### Goal:
Please pull out every line of the data below that contains the string "white".

### Data shown:
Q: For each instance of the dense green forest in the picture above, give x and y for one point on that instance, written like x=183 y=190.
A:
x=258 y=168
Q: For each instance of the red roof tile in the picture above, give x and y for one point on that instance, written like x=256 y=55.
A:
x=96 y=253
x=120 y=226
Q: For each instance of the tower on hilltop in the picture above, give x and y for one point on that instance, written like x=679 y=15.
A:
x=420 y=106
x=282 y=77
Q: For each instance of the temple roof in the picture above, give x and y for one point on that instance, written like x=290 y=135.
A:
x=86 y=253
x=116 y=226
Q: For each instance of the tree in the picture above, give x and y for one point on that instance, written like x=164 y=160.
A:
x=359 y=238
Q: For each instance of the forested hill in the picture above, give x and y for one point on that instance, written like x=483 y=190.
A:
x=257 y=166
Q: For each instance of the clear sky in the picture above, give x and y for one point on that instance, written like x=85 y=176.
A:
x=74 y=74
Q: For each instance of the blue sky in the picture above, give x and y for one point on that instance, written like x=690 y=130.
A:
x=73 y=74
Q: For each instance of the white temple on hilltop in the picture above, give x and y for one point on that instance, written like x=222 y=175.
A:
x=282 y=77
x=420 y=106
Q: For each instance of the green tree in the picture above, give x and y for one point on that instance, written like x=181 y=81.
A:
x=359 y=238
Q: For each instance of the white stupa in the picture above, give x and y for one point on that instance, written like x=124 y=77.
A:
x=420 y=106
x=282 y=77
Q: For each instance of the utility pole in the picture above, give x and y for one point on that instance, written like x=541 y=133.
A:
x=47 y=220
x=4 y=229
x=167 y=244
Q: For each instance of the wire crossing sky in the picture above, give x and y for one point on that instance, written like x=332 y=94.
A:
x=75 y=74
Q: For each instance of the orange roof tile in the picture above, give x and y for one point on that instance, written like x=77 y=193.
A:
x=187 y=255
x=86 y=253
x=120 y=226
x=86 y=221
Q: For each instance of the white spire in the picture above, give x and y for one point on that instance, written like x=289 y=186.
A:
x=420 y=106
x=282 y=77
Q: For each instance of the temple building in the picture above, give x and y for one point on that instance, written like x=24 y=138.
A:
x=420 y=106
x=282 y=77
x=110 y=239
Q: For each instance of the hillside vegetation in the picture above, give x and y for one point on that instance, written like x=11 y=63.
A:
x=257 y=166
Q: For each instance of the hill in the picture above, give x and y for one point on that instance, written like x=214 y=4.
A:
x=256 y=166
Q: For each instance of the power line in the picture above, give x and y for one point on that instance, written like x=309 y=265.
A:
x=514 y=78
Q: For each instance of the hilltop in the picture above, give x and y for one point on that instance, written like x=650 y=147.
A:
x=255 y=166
...
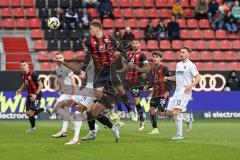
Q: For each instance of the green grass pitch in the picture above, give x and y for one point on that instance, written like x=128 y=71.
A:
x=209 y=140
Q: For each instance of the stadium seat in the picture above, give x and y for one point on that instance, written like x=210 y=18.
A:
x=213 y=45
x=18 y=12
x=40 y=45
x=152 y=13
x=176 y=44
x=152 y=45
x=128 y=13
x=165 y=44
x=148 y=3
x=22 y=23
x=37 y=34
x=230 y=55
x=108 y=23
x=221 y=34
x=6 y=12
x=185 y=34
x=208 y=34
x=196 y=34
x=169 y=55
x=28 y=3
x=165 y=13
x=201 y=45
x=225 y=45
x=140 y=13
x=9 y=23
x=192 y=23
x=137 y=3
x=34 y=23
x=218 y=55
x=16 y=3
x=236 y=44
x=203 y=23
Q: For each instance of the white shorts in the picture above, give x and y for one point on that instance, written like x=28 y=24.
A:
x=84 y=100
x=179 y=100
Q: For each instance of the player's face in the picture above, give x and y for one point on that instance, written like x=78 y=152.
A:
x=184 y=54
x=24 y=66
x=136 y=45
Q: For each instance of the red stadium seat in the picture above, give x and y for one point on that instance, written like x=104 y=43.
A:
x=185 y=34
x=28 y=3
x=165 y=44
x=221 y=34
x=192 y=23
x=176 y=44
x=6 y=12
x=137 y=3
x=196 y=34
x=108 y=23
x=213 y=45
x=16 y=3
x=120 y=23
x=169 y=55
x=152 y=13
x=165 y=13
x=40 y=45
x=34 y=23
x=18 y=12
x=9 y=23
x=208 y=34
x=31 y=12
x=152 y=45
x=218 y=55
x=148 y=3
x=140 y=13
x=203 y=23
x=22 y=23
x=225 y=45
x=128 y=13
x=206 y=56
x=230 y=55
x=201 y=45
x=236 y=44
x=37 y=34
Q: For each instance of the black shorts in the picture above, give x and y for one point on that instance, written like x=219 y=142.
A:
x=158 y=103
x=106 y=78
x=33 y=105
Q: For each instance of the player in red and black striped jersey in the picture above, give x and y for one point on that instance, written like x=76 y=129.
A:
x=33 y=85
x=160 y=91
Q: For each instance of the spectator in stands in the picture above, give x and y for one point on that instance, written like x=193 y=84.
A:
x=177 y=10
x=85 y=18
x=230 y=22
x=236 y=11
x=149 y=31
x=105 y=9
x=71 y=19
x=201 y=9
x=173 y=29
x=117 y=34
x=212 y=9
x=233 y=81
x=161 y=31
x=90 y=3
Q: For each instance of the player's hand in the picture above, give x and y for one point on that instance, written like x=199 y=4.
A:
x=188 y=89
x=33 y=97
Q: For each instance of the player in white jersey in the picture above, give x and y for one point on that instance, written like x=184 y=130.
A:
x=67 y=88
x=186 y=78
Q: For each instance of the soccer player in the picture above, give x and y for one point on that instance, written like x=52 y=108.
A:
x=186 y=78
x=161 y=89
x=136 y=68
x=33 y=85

### Answer to this problem:
Q: For each instance of the white temple on hilltop in the picture above, give x and y for one point on that instance, written like x=222 y=175.
Q: For each instance of the white stupa in the picture above, give x and y for one point on that instance, written like x=124 y=77.
Q: For each instance of the white spire in the picture above, give x and y for one point on that instance, written like x=289 y=186.
Q: For each instance of the white shorts in the picture above, give x and y for one point on that instance, written like x=28 y=24.
Q: For each instance of the player in white jersey in the picture above, give x and y for one point on that instance, written like x=184 y=130.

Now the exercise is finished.